-- begin --

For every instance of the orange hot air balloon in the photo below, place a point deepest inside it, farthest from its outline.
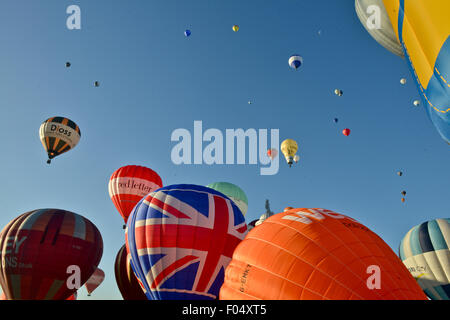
(129, 184)
(73, 297)
(94, 281)
(45, 250)
(126, 280)
(316, 254)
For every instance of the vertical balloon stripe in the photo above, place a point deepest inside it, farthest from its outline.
(80, 228)
(424, 238)
(436, 236)
(414, 241)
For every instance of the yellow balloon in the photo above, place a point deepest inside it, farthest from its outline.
(289, 148)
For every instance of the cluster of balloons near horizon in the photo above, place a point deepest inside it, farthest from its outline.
(36, 237)
(419, 31)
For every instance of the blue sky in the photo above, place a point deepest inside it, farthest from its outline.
(154, 80)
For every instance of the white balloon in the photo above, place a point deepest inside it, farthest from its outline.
(384, 34)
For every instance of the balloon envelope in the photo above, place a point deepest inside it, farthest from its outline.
(126, 280)
(59, 135)
(39, 250)
(95, 280)
(181, 238)
(233, 192)
(130, 184)
(309, 254)
(425, 252)
(295, 61)
(384, 34)
(289, 147)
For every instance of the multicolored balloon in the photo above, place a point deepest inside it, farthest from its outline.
(289, 148)
(233, 192)
(129, 184)
(181, 239)
(126, 280)
(316, 254)
(425, 252)
(95, 280)
(58, 135)
(44, 250)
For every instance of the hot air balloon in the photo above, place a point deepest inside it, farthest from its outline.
(425, 252)
(384, 34)
(181, 238)
(45, 252)
(316, 254)
(126, 280)
(421, 30)
(233, 192)
(58, 135)
(94, 281)
(129, 184)
(295, 61)
(252, 224)
(289, 148)
(73, 296)
(346, 132)
(272, 153)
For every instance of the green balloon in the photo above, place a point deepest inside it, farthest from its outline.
(233, 192)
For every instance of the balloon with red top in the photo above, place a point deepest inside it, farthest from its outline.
(129, 184)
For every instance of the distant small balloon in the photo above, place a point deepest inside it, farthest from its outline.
(295, 61)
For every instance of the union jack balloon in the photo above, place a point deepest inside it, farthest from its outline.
(181, 239)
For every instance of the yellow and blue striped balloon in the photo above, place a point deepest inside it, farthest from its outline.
(425, 252)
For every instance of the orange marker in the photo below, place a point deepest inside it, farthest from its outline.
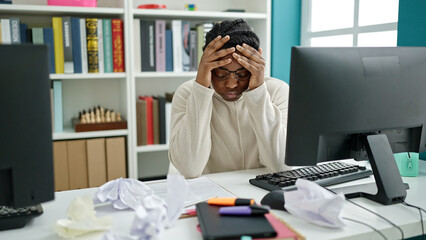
(231, 201)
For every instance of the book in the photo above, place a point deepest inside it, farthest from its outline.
(59, 45)
(155, 121)
(60, 166)
(160, 45)
(101, 47)
(149, 119)
(15, 31)
(215, 226)
(117, 44)
(202, 30)
(107, 42)
(168, 119)
(77, 164)
(96, 162)
(5, 31)
(186, 28)
(83, 41)
(37, 35)
(169, 51)
(23, 27)
(148, 45)
(116, 158)
(57, 105)
(76, 44)
(193, 57)
(177, 45)
(92, 45)
(67, 38)
(141, 122)
(162, 118)
(137, 46)
(48, 40)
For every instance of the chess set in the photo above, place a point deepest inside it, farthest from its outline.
(99, 119)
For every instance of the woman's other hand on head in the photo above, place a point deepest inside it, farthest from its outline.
(212, 58)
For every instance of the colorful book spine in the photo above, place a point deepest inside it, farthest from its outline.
(169, 51)
(177, 45)
(76, 44)
(59, 45)
(137, 46)
(186, 60)
(160, 45)
(57, 105)
(117, 45)
(193, 50)
(148, 45)
(83, 40)
(15, 32)
(37, 35)
(108, 65)
(5, 31)
(67, 38)
(149, 119)
(101, 47)
(48, 40)
(23, 27)
(92, 45)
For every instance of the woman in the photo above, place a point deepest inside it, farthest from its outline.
(231, 117)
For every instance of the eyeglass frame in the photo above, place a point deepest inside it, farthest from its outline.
(229, 73)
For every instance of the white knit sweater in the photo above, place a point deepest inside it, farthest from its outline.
(209, 134)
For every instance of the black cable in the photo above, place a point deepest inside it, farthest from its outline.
(365, 224)
(380, 216)
(421, 217)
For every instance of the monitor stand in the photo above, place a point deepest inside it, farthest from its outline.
(390, 188)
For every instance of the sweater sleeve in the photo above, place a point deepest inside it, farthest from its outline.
(190, 136)
(267, 106)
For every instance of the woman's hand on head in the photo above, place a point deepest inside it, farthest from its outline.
(252, 60)
(211, 59)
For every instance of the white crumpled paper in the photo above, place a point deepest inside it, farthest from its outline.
(315, 204)
(81, 219)
(153, 214)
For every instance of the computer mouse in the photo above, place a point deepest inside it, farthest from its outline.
(274, 199)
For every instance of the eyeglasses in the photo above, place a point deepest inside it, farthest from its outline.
(222, 74)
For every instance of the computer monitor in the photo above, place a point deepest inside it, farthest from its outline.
(26, 159)
(358, 102)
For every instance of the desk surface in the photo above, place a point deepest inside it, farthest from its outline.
(237, 182)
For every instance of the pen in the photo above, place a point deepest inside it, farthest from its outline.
(231, 201)
(244, 210)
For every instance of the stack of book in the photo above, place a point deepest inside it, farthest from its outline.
(161, 46)
(76, 45)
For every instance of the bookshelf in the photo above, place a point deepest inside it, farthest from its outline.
(120, 90)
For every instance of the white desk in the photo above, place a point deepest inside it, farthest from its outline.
(237, 182)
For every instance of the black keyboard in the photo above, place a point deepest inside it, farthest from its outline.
(11, 217)
(326, 174)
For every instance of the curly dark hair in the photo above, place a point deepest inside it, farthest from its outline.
(239, 31)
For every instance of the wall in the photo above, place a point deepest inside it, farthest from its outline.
(286, 15)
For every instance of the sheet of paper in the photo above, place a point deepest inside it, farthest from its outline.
(199, 189)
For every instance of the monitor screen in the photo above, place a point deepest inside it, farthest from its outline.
(26, 159)
(340, 95)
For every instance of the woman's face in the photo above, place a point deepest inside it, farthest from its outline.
(229, 87)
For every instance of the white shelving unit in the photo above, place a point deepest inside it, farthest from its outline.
(120, 90)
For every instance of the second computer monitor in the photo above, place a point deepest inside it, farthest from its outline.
(340, 95)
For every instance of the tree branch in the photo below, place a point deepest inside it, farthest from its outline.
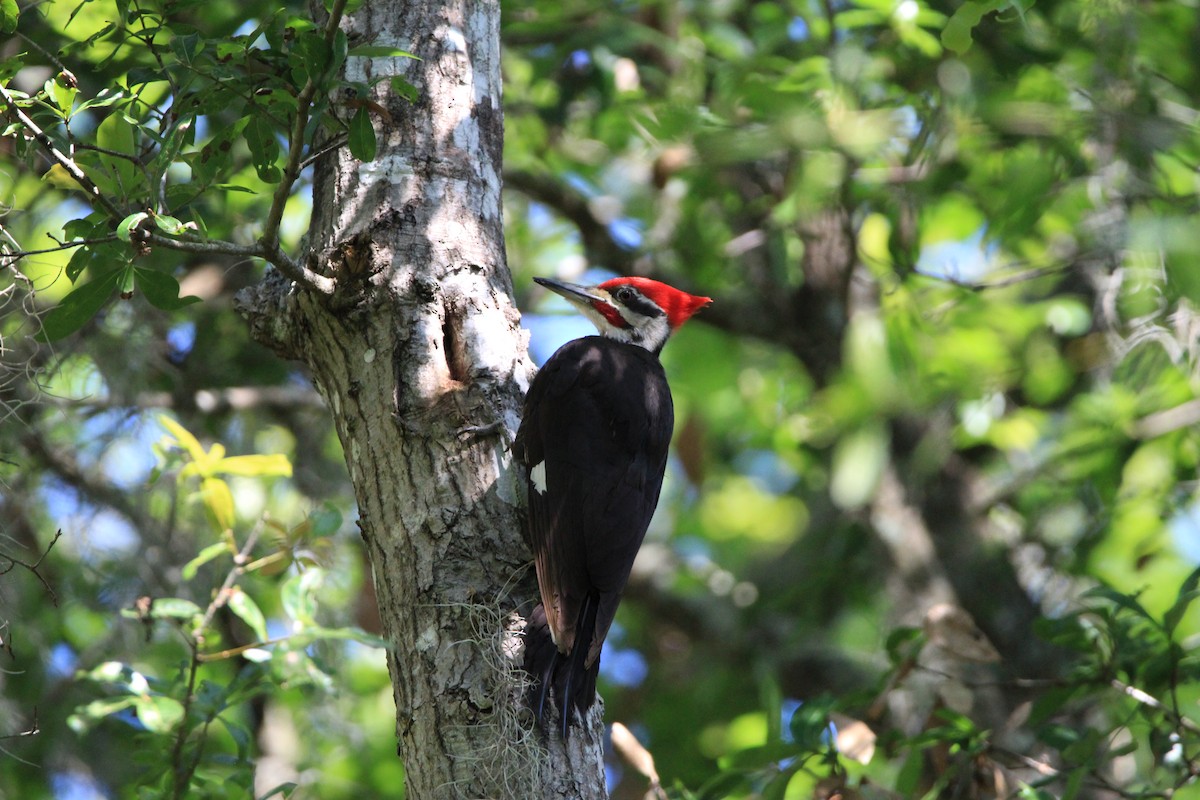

-- end --

_TO DO:_ Pick out every line in the records above that contains the word "monitor", and copy each one in full.

_SOLUTION:_
For every instance of the monitor stand in the photo above, place a point deepest inside it, farthest from its outline.
For every instance of the computer monitor in the photo above, place a point deepest inside it, farthest from its outline.
For every instance of the monitor screen in the photo above, place a point deepest inside it, farthest from its outline.
For every instance of the second computer monitor in the photo above, place a point deepest inside it, farthest from its outline.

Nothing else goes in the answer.